**Written instruction:** Starting at the line that holds "Tag the calm", copy every line exactly through the end of the data, and no others.

Source data
++++++

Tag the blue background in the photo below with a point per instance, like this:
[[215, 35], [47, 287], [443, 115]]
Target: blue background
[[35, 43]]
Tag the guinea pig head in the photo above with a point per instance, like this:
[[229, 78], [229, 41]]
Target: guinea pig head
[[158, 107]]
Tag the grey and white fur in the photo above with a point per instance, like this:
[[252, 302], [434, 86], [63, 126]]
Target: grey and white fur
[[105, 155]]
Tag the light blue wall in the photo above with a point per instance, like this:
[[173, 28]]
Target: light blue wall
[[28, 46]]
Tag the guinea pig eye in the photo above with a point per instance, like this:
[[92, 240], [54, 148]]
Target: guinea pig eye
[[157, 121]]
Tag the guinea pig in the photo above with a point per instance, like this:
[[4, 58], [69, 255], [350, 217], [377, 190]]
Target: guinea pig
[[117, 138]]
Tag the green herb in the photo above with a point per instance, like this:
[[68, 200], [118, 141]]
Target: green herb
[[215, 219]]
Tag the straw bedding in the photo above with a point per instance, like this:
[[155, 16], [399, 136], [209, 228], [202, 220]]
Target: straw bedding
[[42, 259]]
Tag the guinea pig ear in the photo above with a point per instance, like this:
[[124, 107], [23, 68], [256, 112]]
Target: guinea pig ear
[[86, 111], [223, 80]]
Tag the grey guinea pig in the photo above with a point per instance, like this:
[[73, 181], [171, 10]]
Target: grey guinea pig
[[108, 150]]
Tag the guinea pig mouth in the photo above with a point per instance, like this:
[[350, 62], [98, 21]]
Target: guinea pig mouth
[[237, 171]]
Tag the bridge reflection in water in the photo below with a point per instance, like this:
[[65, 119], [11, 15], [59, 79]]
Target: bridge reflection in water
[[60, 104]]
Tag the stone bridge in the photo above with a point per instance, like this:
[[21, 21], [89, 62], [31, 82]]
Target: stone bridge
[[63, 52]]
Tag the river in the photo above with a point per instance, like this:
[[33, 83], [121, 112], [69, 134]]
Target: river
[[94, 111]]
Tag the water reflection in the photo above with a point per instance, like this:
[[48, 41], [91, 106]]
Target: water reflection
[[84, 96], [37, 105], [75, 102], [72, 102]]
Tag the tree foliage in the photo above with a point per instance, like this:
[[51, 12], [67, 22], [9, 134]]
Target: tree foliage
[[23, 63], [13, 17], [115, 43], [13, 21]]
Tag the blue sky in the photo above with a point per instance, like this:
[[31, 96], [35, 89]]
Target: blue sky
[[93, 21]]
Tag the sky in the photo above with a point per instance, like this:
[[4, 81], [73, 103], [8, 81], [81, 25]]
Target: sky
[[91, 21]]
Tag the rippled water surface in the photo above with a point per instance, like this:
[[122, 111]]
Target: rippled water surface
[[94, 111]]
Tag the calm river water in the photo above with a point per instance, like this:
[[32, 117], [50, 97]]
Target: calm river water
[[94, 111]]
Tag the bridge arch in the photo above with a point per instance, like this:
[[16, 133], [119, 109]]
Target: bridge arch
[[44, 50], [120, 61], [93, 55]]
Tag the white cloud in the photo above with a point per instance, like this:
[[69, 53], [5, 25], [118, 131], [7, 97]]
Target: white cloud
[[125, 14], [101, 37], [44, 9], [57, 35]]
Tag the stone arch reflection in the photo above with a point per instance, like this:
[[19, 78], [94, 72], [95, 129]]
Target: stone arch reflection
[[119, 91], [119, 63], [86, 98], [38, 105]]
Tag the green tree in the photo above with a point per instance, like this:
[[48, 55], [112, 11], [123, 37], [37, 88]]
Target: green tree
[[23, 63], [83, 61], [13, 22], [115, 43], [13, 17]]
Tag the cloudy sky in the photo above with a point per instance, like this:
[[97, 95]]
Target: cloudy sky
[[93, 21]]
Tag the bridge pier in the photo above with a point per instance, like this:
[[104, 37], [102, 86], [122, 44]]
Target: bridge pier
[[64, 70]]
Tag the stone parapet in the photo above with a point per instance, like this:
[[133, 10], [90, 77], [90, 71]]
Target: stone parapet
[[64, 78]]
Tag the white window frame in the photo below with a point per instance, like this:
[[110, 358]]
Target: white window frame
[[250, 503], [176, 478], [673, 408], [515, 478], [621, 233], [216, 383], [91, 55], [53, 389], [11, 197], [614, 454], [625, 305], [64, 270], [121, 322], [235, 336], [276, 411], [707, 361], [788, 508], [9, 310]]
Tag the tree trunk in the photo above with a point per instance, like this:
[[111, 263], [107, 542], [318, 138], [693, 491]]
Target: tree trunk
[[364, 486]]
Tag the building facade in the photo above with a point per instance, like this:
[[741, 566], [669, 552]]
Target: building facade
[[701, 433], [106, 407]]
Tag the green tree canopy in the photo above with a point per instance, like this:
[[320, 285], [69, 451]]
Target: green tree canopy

++++++

**Task answer:**
Tag the calm river water in the photo above with a point per instance, like this:
[[32, 117], [50, 97]]
Target: calm river water
[[94, 111]]
Tag the bridge arch in the photo above with a point per instance, like this:
[[16, 133], [119, 109]]
Target: bridge arch
[[44, 50], [120, 61], [93, 55]]
Tag the white cloud in the photo above with a point per instance, like this:
[[69, 53], [5, 25], [118, 131], [7, 97]]
Target: white cloud
[[125, 14], [101, 37], [44, 9], [57, 35]]
Tag the stone arch reflection in the photo above with a point per instance, like this:
[[19, 78], [94, 72], [95, 129]]
Target: stone arch reflection
[[119, 91], [119, 63], [86, 98], [38, 105]]
Tag the green tree in the photo above with a point per instance, like this:
[[48, 55], [112, 11], [123, 37], [37, 88]]
Target: green tree
[[23, 63], [83, 61], [13, 22], [115, 43], [13, 17]]
Tag the cloudy sky in the photo above with a point per instance, like this:
[[97, 95]]
Target: cloudy sky
[[93, 21]]
Tag the bridge pier in the photo above with a point per instance, like this:
[[104, 37], [102, 86], [122, 44]]
Target: bridge pier
[[64, 70]]
Tag the stone parapet in the photo above with a point per instance, like this:
[[133, 10], [90, 77], [90, 71]]
Target: stone parapet
[[64, 78]]
Tag the white window frame in the photo below with a point per instance, like this:
[[110, 358]]
Target: white window frame
[[250, 503], [176, 478], [673, 408], [515, 478], [621, 233], [216, 383], [91, 55], [53, 389], [11, 197], [614, 454], [625, 305], [64, 270], [121, 322], [235, 336], [276, 411], [707, 361], [788, 508], [9, 310]]
Tag the tree trunk in the photo above with a point per instance, like this:
[[111, 263], [107, 542], [318, 138], [693, 491]]
Target: tree trunk
[[364, 486]]
Tag the building facade in the photo above with a point per instance, like this:
[[741, 566], [669, 552]]
Target: building facade
[[701, 433], [106, 407]]
Tag the green tree canopy in the photo above with a point per instance, like this:
[[320, 285], [69, 451]]
Target: green tree canopy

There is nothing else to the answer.